Saved data entries:

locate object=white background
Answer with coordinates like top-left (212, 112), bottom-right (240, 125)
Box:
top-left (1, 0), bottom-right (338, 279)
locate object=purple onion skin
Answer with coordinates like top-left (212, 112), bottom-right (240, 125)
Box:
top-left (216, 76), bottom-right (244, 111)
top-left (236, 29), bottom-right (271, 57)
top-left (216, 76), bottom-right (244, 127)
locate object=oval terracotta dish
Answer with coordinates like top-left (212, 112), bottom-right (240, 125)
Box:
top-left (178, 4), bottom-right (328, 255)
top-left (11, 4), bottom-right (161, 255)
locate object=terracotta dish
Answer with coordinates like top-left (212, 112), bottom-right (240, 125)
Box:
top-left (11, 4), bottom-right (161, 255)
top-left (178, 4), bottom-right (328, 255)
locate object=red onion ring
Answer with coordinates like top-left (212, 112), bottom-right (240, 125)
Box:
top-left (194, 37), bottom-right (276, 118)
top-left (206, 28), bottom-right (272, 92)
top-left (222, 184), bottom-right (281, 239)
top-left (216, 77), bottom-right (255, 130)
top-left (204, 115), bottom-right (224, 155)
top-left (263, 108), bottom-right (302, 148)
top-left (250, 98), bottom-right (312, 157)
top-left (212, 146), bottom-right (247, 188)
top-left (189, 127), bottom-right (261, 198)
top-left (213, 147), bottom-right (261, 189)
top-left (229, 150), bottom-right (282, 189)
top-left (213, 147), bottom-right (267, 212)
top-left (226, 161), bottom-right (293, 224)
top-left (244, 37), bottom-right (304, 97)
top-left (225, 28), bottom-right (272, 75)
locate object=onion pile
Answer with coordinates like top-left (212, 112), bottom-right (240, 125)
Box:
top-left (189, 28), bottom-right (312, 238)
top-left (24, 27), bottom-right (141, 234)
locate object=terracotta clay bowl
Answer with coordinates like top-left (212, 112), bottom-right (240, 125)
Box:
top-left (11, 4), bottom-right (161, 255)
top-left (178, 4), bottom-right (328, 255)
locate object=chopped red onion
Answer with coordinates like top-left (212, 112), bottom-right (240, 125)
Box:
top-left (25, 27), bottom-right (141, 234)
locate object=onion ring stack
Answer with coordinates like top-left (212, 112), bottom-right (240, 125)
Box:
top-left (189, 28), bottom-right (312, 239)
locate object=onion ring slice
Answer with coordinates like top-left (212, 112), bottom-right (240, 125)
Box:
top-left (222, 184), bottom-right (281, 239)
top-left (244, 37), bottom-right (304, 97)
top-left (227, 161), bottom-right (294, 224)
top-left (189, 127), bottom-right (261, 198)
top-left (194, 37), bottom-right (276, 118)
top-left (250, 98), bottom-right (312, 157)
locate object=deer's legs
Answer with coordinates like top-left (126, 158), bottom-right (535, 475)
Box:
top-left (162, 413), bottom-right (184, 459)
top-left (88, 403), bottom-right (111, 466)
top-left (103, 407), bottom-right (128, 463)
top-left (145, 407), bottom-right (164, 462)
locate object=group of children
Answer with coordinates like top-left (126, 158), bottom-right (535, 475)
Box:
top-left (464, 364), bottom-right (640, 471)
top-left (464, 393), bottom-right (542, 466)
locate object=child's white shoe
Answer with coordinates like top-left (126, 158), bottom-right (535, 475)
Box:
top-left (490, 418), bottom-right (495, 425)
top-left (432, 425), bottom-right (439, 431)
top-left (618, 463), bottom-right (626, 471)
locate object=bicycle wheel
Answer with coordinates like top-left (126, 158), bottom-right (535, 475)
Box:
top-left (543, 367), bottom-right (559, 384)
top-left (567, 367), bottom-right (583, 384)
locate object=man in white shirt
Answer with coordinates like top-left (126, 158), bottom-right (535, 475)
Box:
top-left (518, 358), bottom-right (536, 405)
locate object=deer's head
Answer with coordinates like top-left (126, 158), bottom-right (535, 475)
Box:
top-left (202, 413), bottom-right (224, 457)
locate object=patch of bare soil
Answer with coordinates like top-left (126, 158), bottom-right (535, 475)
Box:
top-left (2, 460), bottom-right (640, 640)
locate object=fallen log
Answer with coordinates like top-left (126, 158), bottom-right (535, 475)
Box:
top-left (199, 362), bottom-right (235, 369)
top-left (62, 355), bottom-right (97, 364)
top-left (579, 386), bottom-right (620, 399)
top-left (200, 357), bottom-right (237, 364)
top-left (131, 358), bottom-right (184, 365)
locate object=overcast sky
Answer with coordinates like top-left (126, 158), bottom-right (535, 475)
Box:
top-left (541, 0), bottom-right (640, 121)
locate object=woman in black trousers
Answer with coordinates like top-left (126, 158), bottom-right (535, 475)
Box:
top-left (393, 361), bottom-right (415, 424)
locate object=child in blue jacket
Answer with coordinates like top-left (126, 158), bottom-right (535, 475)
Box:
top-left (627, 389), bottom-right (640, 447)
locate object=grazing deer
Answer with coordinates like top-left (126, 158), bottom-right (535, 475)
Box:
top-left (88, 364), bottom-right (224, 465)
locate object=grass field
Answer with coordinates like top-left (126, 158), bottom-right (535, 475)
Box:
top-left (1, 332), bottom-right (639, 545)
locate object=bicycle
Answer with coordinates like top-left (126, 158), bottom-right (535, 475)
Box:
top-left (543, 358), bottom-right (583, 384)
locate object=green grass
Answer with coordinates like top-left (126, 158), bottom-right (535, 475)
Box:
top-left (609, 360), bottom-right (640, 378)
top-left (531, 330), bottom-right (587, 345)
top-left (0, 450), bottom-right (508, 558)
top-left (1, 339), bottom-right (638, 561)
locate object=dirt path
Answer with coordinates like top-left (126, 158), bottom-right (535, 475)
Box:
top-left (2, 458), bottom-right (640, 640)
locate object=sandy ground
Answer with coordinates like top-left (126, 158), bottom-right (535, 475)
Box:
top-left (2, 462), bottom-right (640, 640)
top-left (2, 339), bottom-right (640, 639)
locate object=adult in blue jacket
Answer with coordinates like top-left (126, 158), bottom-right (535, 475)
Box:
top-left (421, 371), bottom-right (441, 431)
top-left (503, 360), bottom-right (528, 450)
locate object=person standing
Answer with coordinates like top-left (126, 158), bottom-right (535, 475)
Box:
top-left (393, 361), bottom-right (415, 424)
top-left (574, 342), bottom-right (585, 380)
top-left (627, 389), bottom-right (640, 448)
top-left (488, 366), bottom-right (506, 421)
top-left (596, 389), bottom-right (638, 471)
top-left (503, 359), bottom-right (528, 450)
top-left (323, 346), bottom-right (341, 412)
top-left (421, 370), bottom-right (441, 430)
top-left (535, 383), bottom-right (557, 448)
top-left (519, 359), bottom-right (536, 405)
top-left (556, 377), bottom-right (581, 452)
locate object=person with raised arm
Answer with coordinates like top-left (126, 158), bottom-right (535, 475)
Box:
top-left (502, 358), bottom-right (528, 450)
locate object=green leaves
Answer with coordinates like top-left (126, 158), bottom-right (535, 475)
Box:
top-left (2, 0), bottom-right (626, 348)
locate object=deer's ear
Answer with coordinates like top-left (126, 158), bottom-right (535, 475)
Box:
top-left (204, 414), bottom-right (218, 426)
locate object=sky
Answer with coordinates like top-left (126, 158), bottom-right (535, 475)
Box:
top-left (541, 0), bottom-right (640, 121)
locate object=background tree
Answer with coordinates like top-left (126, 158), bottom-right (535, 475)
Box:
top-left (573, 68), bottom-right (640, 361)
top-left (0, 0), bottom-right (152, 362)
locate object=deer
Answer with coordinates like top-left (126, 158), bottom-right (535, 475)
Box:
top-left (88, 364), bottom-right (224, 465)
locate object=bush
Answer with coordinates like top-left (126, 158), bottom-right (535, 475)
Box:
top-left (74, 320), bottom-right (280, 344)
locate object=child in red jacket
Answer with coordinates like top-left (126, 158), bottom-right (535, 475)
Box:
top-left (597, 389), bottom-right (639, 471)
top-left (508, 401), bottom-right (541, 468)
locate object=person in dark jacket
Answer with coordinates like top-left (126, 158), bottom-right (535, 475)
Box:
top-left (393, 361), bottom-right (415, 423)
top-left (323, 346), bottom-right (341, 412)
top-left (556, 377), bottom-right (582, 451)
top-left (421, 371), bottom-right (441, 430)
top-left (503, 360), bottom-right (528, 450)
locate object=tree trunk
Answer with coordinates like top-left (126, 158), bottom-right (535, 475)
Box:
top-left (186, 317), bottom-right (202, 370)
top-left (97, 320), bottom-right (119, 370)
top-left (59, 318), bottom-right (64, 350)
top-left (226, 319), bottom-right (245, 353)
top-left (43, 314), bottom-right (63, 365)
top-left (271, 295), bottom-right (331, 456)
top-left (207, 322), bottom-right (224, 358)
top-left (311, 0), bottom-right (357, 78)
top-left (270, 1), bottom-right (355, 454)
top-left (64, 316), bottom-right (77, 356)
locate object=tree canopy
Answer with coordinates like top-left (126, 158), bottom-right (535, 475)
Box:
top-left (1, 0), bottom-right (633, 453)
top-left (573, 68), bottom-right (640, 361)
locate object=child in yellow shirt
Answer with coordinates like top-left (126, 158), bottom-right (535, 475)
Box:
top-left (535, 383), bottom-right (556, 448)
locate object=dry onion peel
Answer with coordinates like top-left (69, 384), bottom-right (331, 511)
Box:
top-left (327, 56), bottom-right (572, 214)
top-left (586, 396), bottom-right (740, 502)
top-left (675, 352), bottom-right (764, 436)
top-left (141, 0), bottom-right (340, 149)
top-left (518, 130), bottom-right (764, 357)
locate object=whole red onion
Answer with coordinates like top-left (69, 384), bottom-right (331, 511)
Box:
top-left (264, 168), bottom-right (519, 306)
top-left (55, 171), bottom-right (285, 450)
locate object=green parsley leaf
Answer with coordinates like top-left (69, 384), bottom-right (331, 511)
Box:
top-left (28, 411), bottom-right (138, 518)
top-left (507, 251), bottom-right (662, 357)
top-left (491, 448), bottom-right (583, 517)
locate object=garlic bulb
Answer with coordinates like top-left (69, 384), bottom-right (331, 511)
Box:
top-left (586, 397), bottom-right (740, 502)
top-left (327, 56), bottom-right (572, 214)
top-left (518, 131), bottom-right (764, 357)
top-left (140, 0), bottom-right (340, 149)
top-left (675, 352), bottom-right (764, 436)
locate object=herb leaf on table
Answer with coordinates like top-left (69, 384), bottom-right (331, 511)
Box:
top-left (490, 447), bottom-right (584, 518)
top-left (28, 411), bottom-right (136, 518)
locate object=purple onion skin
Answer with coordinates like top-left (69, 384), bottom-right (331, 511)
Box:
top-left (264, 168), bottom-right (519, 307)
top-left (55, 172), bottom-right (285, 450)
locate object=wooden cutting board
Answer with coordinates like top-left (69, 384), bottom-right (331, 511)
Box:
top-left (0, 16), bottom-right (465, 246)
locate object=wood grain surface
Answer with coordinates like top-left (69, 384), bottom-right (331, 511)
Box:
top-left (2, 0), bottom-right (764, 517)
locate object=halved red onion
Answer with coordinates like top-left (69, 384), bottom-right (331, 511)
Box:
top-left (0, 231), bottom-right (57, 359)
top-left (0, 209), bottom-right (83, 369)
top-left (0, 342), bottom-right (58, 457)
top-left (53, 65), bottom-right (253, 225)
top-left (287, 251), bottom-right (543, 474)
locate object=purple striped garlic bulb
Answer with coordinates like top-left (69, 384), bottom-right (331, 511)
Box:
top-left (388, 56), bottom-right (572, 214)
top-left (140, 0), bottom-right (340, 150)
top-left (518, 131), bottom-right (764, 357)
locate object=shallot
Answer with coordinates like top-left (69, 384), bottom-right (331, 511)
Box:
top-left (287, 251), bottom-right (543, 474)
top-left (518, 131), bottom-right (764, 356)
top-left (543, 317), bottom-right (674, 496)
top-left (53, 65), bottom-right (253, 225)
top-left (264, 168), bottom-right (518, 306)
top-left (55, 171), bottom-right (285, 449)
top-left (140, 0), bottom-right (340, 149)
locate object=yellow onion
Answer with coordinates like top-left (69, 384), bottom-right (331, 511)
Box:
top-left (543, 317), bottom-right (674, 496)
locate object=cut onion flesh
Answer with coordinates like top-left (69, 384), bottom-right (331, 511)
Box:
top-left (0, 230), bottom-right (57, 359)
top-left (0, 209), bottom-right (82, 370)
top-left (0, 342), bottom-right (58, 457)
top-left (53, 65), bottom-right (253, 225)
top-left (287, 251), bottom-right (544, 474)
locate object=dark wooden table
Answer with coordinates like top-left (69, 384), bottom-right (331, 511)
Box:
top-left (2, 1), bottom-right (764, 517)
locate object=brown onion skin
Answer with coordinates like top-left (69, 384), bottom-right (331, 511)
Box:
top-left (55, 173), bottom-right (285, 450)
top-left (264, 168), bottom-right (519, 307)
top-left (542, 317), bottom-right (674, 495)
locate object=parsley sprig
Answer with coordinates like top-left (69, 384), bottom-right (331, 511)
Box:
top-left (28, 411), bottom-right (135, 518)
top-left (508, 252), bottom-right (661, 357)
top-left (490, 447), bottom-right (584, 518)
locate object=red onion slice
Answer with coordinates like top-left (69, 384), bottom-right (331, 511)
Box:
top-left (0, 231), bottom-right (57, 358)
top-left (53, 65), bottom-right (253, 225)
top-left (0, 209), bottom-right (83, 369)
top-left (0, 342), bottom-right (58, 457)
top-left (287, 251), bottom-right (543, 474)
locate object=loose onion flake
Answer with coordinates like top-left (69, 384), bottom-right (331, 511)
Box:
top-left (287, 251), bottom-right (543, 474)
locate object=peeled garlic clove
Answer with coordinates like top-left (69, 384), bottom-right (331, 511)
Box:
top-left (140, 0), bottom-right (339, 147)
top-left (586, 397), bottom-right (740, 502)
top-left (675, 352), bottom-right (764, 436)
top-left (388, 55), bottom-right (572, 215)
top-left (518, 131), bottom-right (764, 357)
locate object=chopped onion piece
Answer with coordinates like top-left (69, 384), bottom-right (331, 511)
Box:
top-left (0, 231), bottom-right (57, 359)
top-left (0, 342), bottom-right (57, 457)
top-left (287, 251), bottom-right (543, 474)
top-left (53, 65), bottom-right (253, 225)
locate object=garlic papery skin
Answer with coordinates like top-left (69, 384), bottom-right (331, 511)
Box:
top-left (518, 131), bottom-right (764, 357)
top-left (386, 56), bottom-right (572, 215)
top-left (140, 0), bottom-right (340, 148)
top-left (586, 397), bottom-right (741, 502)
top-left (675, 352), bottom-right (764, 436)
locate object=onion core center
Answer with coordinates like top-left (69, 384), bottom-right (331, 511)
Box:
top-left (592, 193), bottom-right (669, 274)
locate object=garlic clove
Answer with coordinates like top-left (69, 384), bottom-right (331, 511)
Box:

» **Your goal**: Scan the entries above, and wherever a line holds the string "grass", copy it.

» **Output below**:
locate object=grass field
locate object=green grass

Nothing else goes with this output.